**GIVEN INFORMATION**.
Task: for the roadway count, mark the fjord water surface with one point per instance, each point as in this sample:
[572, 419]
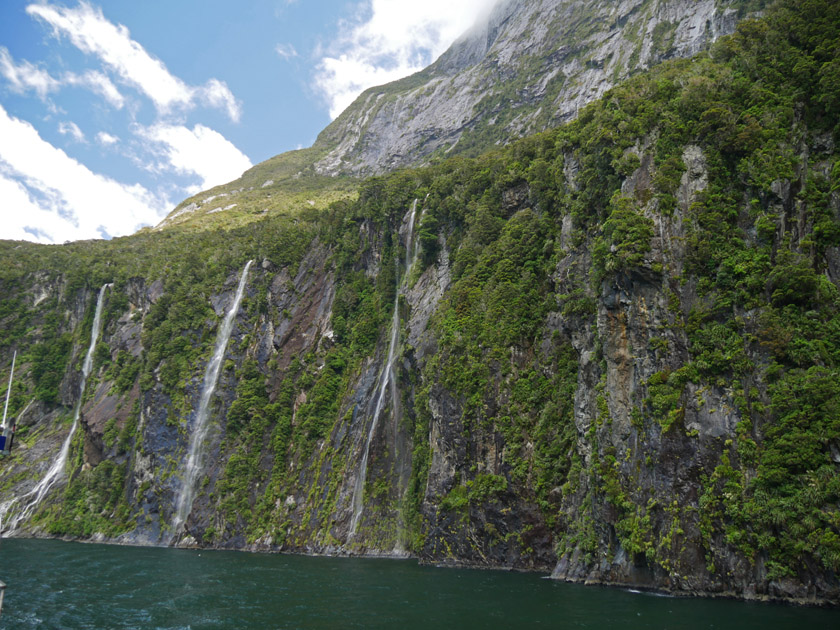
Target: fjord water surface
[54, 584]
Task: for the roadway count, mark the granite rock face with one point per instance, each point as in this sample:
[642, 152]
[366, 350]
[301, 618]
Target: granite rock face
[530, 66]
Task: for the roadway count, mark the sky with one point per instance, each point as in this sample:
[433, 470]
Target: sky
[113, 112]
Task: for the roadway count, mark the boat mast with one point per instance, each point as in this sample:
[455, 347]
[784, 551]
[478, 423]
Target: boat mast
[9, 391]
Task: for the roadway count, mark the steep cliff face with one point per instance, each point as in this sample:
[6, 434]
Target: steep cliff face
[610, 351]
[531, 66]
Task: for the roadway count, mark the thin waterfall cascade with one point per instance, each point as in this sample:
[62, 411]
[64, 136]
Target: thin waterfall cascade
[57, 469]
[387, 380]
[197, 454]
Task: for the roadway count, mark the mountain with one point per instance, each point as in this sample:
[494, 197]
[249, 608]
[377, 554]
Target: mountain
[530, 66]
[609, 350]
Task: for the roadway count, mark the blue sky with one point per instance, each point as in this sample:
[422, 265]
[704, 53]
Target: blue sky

--

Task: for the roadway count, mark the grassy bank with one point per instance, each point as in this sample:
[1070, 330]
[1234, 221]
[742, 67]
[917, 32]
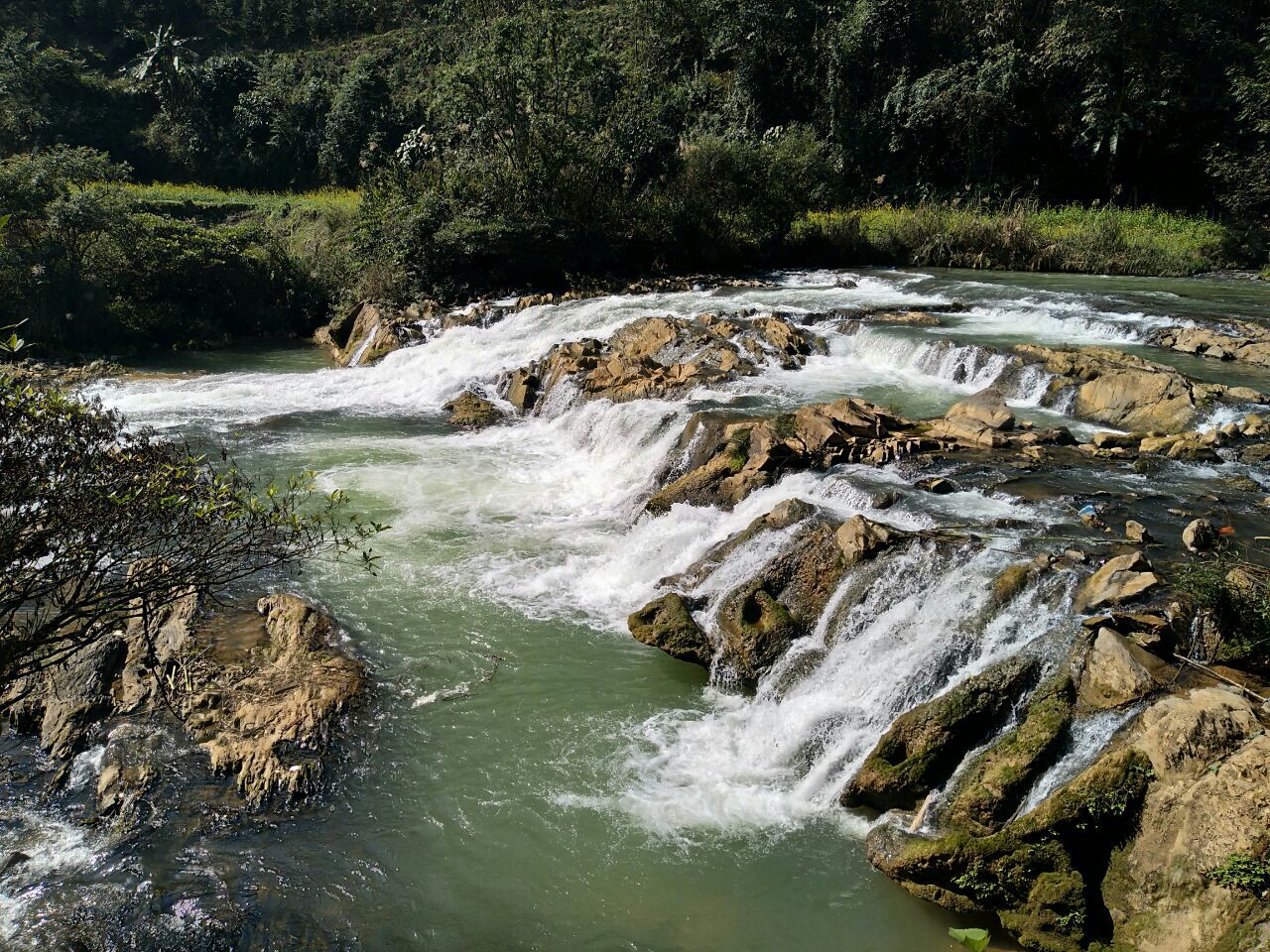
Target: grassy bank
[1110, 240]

...

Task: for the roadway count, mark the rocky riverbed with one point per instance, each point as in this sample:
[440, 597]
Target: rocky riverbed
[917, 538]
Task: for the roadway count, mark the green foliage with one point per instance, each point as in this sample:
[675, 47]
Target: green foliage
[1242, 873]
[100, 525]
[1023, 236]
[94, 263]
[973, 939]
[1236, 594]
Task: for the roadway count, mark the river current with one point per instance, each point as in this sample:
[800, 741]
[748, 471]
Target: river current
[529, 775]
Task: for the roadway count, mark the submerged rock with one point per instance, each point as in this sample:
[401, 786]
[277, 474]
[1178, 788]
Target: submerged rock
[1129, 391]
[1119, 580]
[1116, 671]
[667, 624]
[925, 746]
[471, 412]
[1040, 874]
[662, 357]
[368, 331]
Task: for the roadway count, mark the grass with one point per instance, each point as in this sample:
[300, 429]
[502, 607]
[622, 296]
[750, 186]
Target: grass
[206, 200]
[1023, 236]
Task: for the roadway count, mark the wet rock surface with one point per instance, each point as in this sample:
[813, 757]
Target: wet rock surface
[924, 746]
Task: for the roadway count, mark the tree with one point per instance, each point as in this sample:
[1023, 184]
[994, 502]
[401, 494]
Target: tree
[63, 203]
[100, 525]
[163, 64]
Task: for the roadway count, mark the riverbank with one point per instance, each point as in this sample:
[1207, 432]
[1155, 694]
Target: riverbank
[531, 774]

**INSTRUCTION**. Return the lines of the data above word for word, starting at the line that contains "Task: for the roadway count, mark the sky" and ending at the line that contains "Target: blue sky", both of those lines included.

**OUTPUT OF THE TASK**.
Task: for the roadway count, mark the sky with one point per instance, each point as in this sample:
[433, 470]
Target: sky
[113, 112]
Task: for the roadway count, mark the boat mast with one point per instance, each point as in this sample:
[455, 347]
[784, 551]
[478, 423]
Target: boat mast
[9, 391]
Task: for the roadway count, mark the steep cliff face with one point per instance, each point as in this sample:
[6, 434]
Target: steep cliff face
[610, 351]
[531, 66]
Task: for the roadway count, mark the thin waterfall cascade with one point per instance, each point as in this sample:
[62, 411]
[64, 136]
Target: thin waterfall cascade
[57, 469]
[387, 380]
[197, 454]
Task: for the roadway count, mark the mountain with one point per instance, each point as in this sample:
[494, 197]
[249, 608]
[377, 554]
Target: mountain
[530, 66]
[609, 350]
Task: for the roadway count, mark the blue sky with one point per instance, each point as in this sample:
[422, 265]
[704, 53]
Target: blue sky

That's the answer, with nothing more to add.